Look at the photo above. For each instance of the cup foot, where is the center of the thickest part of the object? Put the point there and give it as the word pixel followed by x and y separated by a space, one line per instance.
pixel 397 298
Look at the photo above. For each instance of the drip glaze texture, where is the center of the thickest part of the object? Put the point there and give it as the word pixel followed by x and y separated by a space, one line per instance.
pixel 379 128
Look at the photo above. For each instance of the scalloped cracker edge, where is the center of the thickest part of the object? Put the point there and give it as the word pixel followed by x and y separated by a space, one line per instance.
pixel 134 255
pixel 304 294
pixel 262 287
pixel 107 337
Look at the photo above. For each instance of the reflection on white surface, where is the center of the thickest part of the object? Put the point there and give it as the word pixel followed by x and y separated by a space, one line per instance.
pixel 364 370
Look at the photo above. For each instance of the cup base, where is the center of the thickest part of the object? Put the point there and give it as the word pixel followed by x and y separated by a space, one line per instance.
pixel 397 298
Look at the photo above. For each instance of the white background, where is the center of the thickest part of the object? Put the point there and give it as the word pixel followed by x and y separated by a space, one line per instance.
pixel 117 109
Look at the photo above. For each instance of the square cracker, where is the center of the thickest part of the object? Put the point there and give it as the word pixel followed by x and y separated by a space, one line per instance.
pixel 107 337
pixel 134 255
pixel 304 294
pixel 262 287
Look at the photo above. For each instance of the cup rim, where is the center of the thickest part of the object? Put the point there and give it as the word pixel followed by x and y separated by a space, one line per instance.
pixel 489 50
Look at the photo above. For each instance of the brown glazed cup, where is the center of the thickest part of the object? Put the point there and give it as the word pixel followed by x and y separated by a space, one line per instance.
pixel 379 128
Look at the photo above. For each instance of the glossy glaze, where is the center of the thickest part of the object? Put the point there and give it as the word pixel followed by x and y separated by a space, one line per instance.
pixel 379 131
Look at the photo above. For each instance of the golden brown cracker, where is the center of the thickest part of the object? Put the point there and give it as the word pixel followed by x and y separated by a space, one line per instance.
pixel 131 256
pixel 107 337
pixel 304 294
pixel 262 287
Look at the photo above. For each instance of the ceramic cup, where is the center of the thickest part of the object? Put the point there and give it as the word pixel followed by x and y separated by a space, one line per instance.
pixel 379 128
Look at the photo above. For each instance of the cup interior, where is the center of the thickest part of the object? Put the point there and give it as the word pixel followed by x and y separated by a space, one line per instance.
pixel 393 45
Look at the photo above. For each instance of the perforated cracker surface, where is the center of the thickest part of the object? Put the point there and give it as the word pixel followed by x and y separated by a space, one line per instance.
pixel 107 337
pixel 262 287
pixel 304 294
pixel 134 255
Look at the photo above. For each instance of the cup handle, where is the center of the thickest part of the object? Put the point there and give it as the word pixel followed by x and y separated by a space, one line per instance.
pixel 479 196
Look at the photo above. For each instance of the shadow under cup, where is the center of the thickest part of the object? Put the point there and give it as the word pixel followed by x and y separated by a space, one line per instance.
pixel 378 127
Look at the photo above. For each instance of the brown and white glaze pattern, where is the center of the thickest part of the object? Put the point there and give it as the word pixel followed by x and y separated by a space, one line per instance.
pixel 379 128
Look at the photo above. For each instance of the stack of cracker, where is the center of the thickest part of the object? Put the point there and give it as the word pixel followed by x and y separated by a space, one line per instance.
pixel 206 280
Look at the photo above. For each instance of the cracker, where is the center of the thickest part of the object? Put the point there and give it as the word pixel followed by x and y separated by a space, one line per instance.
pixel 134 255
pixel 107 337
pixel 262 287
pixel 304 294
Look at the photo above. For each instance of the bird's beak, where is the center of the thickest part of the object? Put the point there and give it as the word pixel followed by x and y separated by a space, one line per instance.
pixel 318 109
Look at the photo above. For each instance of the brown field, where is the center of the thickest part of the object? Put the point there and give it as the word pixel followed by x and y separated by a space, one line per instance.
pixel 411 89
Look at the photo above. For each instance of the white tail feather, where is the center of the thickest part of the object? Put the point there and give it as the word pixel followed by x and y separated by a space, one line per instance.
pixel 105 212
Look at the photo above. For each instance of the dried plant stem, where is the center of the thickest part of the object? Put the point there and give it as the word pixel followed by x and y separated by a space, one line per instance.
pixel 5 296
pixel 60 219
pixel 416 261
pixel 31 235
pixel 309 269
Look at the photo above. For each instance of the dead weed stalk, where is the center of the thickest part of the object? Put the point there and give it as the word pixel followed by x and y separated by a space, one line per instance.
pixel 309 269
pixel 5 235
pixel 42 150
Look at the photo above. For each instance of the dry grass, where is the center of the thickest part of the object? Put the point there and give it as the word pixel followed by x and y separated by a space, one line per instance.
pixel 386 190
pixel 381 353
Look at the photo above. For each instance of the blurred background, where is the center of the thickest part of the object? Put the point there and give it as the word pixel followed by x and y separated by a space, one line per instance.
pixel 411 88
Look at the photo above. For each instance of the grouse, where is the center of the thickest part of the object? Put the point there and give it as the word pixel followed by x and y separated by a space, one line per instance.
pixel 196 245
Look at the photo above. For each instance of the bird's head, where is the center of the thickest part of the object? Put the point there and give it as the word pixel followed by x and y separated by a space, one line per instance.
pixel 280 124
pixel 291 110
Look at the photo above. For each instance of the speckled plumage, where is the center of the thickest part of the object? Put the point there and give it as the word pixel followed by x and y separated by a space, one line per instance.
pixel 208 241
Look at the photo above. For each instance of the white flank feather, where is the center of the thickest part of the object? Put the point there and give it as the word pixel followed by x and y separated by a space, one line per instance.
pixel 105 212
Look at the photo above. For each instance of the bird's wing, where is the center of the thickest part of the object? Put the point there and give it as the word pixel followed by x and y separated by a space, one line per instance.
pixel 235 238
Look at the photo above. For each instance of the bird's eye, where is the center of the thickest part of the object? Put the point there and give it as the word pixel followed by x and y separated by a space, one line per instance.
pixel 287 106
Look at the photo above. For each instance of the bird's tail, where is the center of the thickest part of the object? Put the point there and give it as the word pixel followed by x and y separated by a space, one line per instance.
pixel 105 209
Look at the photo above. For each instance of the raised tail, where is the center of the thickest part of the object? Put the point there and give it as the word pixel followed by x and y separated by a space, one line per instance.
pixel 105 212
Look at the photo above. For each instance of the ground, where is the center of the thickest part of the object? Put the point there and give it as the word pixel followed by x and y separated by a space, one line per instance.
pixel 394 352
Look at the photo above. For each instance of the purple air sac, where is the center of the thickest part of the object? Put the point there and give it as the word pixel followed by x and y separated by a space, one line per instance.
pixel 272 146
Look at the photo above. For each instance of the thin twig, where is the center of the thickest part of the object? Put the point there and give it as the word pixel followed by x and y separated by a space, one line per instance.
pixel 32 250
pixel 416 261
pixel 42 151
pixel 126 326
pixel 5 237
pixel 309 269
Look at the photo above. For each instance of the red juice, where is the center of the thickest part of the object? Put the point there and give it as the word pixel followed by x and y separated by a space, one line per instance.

☆ ☆ ☆

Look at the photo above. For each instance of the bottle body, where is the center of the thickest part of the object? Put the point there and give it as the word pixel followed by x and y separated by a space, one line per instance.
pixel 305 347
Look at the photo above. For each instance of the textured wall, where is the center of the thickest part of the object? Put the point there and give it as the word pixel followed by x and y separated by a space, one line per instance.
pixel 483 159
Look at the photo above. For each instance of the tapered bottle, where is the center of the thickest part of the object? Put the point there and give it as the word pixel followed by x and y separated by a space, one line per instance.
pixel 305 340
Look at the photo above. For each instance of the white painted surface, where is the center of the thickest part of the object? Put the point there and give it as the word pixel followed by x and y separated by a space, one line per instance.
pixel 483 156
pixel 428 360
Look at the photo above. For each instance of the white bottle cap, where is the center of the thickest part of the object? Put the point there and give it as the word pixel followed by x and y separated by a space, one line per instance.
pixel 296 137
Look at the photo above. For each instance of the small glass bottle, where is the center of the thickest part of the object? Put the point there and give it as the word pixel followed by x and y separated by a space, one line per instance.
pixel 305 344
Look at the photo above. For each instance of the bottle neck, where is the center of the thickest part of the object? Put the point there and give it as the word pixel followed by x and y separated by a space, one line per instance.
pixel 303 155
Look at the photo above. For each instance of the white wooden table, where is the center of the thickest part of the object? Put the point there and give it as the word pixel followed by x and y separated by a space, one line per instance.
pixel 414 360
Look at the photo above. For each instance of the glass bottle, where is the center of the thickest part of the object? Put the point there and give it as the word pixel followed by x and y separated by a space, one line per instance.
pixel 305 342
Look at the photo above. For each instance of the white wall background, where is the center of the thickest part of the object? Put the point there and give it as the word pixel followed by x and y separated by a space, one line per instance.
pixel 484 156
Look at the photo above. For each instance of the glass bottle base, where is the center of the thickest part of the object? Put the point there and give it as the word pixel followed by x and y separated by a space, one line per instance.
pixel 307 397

☆ ☆ ☆

Task directions - Pick out every line of the items that contains the word "surface", and copy each one in full.

Full solution -
Look at the photo above. For each instance of the reflection on white surface, where is the center of the thickest part of the object? Put the point there and give it as the word pixel followed by x and y separated by a space, one line per instance.
Look at the photo above. For each instance of the perforated cracker surface, where is the center of the thickest part of the object? Put the point there and give it as the word pixel followed by x and y separated by a space, one line per instance.
Look at the photo above. For each instance of the white painted surface, where is the center of the thickest part of the object? Put the point there and give it as the word pixel followed by x and y separated by a space, one line per instance.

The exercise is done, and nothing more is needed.